§ **GOAL OF THE EXERCISE**: Copy the material below, starting at its first line and ending with the line that contains "top-left (468, 190), bottom-right (634, 235)", and add 60 to every coordinate in the bounding boxes. Leave all other lines unchanged.

§ **Collected data**:
★ ★ ★

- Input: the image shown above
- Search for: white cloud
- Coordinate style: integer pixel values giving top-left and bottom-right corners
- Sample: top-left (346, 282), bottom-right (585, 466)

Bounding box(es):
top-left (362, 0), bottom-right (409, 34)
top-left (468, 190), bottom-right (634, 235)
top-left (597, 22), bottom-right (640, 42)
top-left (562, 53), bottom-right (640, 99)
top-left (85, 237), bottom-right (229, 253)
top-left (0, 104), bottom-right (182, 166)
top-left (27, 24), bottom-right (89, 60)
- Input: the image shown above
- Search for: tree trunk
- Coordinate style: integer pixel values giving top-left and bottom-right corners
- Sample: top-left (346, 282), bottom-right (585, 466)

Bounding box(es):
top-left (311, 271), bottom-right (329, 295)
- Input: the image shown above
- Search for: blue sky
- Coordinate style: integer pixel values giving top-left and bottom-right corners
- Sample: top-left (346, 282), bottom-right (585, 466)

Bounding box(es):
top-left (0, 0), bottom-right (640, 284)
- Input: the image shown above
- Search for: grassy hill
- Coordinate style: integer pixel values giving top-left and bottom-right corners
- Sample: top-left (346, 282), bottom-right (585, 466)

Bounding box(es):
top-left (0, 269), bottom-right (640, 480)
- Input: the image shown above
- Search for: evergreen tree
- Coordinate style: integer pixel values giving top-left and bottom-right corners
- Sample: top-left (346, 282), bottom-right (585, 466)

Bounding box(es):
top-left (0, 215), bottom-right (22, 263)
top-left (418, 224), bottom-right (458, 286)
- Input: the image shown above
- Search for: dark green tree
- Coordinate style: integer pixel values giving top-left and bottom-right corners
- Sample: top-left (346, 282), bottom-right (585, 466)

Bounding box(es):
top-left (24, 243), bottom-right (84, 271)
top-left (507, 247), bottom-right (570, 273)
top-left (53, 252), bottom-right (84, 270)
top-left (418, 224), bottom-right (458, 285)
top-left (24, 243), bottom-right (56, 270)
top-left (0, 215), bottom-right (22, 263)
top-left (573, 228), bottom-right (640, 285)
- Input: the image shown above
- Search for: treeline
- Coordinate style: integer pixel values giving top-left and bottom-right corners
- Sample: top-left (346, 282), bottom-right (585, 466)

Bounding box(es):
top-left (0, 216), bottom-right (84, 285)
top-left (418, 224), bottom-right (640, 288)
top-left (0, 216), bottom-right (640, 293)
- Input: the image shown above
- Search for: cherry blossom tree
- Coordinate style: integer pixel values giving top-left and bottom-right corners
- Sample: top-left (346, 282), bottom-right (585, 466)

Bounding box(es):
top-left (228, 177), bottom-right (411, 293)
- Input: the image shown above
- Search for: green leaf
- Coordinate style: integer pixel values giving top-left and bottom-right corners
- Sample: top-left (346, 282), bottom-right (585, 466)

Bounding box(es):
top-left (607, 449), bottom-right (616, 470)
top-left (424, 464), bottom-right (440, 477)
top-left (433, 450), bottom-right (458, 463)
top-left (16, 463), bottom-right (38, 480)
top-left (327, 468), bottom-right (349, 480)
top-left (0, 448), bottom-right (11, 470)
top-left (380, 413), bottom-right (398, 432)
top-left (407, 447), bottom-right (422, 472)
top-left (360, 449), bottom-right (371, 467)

★ ★ ★

§ **FINISHED EXERCISE**:
- Input: the image shown above
- Search for: white cloud
- Coordinate style: integer pixel values giving top-left and bottom-right corners
- Sample: top-left (346, 282), bottom-right (585, 466)

Bounding box(es):
top-left (422, 60), bottom-right (469, 94)
top-left (528, 250), bottom-right (694, 295)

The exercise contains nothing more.